[Dataset excerpts]

------------------------------------------------------------------------

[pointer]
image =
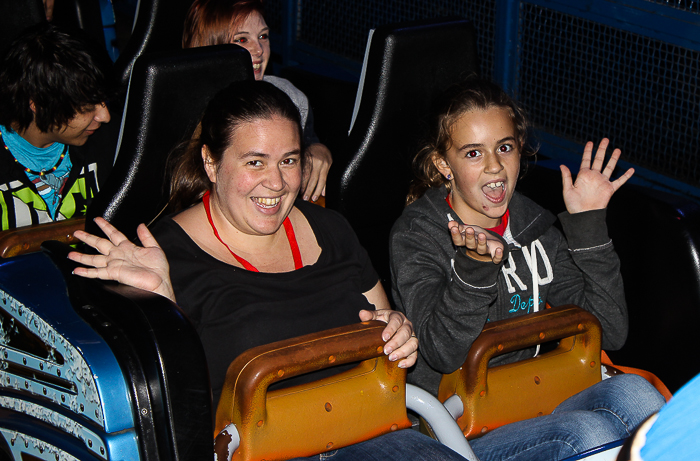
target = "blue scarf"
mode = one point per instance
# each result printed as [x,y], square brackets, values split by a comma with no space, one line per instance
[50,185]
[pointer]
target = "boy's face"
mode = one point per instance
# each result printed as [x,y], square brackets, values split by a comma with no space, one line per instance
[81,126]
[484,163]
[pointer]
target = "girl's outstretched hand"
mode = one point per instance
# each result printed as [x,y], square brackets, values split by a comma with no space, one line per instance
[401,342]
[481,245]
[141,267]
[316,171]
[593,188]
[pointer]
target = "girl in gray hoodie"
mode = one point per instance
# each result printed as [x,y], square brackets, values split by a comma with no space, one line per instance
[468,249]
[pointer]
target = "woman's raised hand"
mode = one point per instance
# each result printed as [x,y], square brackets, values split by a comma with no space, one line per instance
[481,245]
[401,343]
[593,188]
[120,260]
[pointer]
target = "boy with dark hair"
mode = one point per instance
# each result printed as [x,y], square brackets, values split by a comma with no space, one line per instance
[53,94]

------------------------------------------------------------------------

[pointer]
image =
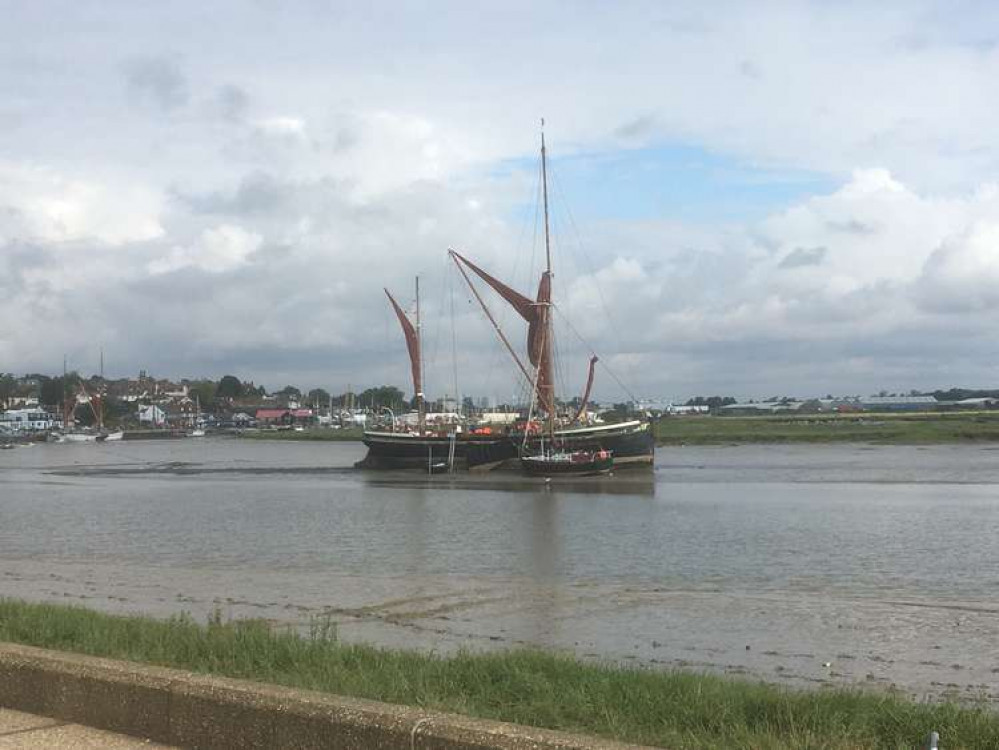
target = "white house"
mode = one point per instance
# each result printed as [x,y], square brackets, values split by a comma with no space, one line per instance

------------------------------------------------------------------------

WORK ITEM:
Would you copy out every line in the records that includes the string "girl"?

TASK SOLUTION:
target = "girl's outstretched hand"
target = "girl in gray hoodie"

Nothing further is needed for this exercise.